> [Task statement]: Copy the lines from the one containing "[locate] winding road" through the end of the entries, switching "tree trunk" to "tree stump" and leaving everything else unchanged.

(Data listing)
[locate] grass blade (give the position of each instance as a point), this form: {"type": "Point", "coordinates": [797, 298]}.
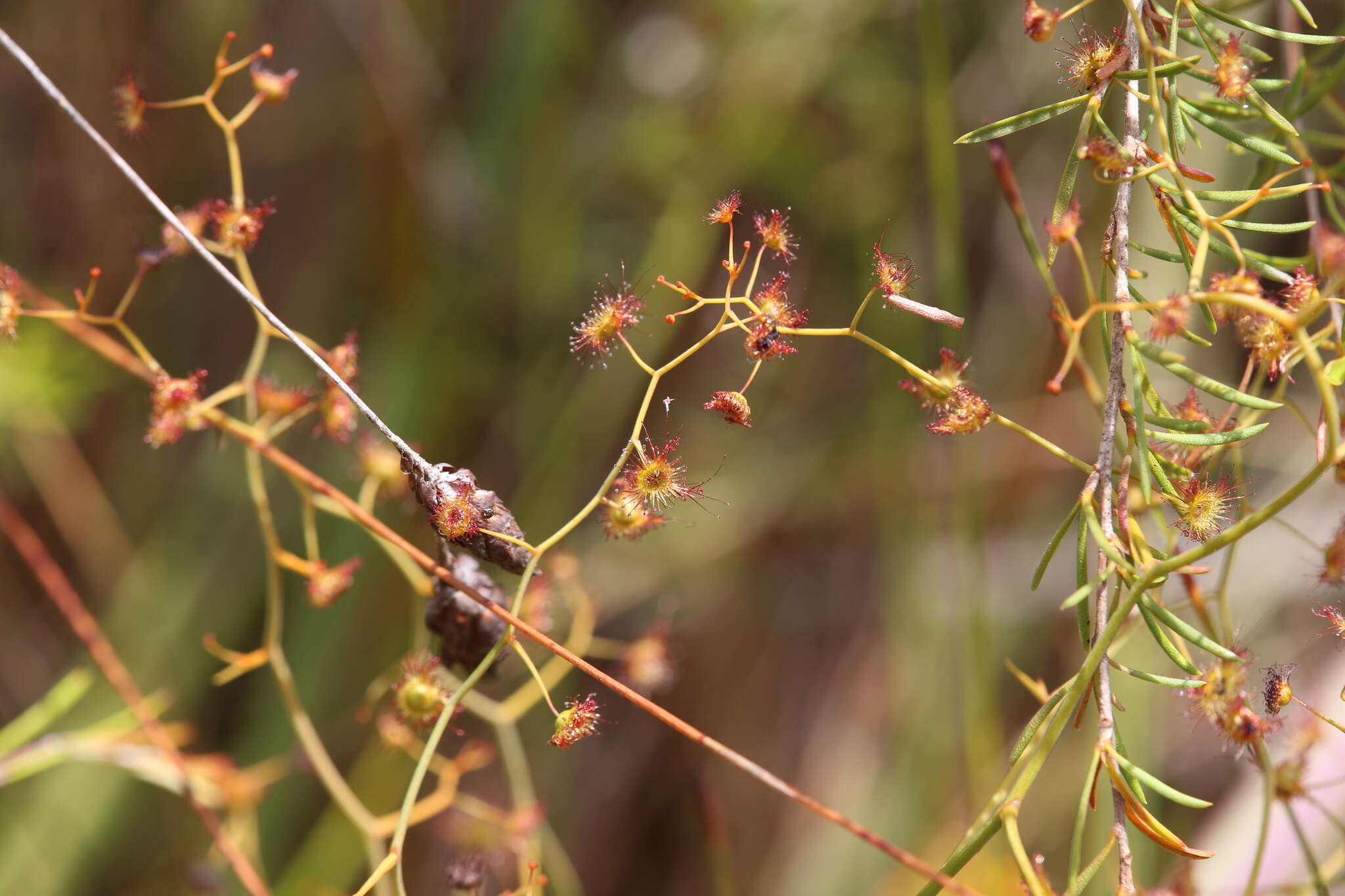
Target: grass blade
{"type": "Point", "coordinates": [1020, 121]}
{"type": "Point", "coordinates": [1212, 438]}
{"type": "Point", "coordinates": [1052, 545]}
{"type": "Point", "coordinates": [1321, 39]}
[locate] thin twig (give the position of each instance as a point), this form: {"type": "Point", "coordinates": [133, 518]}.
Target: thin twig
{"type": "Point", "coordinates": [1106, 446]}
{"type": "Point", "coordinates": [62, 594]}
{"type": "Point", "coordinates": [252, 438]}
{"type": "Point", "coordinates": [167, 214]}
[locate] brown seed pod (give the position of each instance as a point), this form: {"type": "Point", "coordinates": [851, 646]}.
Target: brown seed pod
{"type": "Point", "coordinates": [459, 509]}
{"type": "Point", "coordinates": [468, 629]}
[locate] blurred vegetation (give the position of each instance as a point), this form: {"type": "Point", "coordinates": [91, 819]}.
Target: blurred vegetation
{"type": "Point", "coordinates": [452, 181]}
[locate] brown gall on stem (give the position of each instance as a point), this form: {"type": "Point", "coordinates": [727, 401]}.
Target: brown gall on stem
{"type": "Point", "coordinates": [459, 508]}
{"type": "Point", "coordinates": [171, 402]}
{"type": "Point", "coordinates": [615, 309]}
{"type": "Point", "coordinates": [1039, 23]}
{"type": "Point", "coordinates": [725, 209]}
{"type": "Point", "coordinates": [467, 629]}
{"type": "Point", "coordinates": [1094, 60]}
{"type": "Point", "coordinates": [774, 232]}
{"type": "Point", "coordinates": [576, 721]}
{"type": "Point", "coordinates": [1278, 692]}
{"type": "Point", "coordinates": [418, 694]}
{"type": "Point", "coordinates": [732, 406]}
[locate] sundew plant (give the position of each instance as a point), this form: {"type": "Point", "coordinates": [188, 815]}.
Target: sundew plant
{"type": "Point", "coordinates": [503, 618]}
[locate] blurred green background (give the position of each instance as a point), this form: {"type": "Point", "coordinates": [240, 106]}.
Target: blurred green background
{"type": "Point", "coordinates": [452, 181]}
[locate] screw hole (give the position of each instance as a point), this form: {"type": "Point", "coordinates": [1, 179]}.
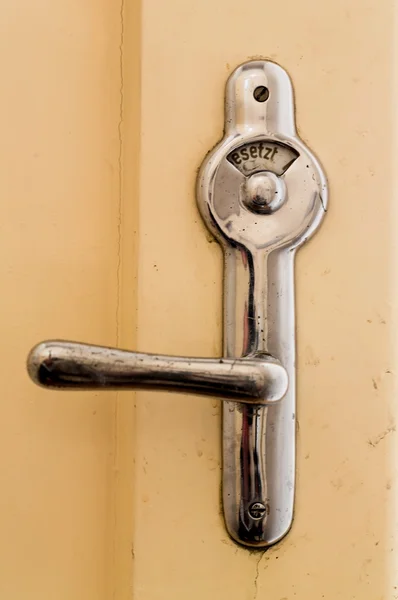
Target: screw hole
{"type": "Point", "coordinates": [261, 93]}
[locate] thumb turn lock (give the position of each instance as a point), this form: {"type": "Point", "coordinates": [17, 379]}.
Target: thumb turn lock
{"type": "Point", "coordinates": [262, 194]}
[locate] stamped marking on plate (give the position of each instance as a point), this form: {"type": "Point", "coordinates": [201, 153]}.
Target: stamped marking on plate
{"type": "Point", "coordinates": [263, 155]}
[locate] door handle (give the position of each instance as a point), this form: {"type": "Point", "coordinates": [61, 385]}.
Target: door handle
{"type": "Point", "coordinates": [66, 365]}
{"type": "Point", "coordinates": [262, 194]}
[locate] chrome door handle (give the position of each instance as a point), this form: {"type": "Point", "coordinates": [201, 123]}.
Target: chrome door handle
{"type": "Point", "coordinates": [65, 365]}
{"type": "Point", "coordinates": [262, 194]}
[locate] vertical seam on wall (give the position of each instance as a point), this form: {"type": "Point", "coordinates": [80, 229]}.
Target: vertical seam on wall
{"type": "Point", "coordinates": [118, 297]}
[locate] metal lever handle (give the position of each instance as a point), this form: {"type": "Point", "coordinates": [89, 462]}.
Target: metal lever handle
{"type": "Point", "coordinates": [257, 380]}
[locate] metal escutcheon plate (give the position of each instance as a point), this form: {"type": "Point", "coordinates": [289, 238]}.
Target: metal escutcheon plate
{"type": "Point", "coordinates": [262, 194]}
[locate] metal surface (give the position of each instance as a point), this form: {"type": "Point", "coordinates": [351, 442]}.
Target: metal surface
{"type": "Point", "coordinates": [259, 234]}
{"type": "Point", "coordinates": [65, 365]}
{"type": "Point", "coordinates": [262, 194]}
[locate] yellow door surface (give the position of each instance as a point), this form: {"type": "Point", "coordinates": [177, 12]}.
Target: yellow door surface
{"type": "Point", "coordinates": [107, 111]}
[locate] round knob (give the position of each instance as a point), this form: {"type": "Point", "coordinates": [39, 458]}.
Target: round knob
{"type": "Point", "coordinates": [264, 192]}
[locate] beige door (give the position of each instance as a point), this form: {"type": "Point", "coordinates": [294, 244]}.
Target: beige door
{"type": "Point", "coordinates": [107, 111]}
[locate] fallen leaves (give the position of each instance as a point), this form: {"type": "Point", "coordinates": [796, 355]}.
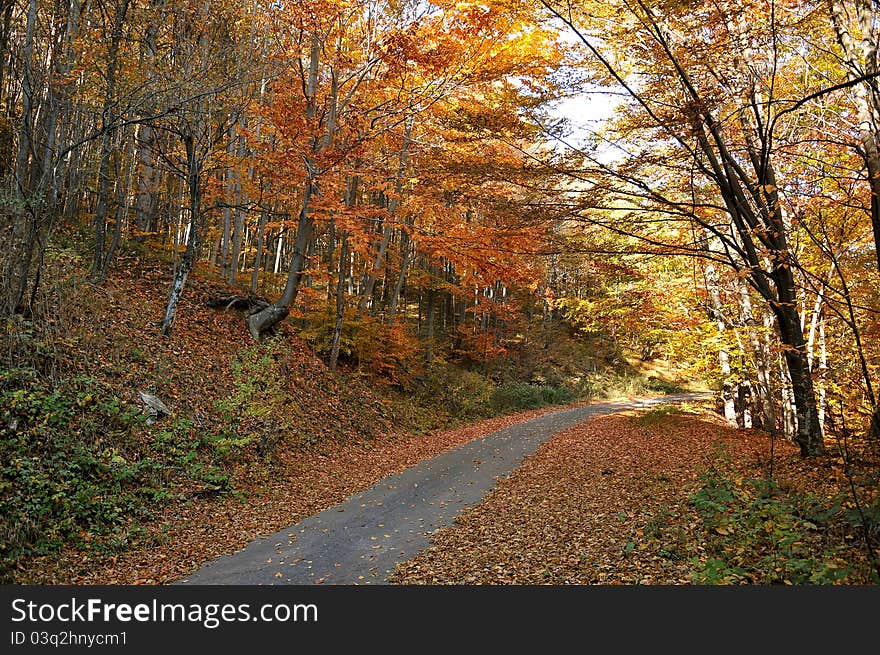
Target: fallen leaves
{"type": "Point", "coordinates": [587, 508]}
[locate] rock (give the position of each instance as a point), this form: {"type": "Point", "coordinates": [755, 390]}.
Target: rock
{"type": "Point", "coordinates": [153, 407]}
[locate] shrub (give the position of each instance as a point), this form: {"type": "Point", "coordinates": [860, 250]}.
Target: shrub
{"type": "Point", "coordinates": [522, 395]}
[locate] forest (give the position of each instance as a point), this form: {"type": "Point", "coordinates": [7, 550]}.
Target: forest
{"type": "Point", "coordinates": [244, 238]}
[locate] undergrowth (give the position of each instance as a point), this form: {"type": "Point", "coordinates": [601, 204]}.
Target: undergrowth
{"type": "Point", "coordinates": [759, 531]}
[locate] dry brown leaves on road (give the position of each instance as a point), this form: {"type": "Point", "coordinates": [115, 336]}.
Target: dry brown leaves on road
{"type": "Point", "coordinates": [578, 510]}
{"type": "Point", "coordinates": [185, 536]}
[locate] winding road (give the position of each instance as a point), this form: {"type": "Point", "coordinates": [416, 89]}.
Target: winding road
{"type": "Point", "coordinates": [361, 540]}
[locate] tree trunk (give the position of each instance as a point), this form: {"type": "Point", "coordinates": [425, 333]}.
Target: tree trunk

> [Solution for this problem]:
[locate] winding road (give the position of each instance as a point), this form: {"type": "Point", "coordinates": [416, 89]}.
Target: winding road
{"type": "Point", "coordinates": [361, 540]}
[locate] tree stump (give the position of each instance as a point), this form: {"type": "Point", "coordinates": [425, 333]}.
Target: tree stump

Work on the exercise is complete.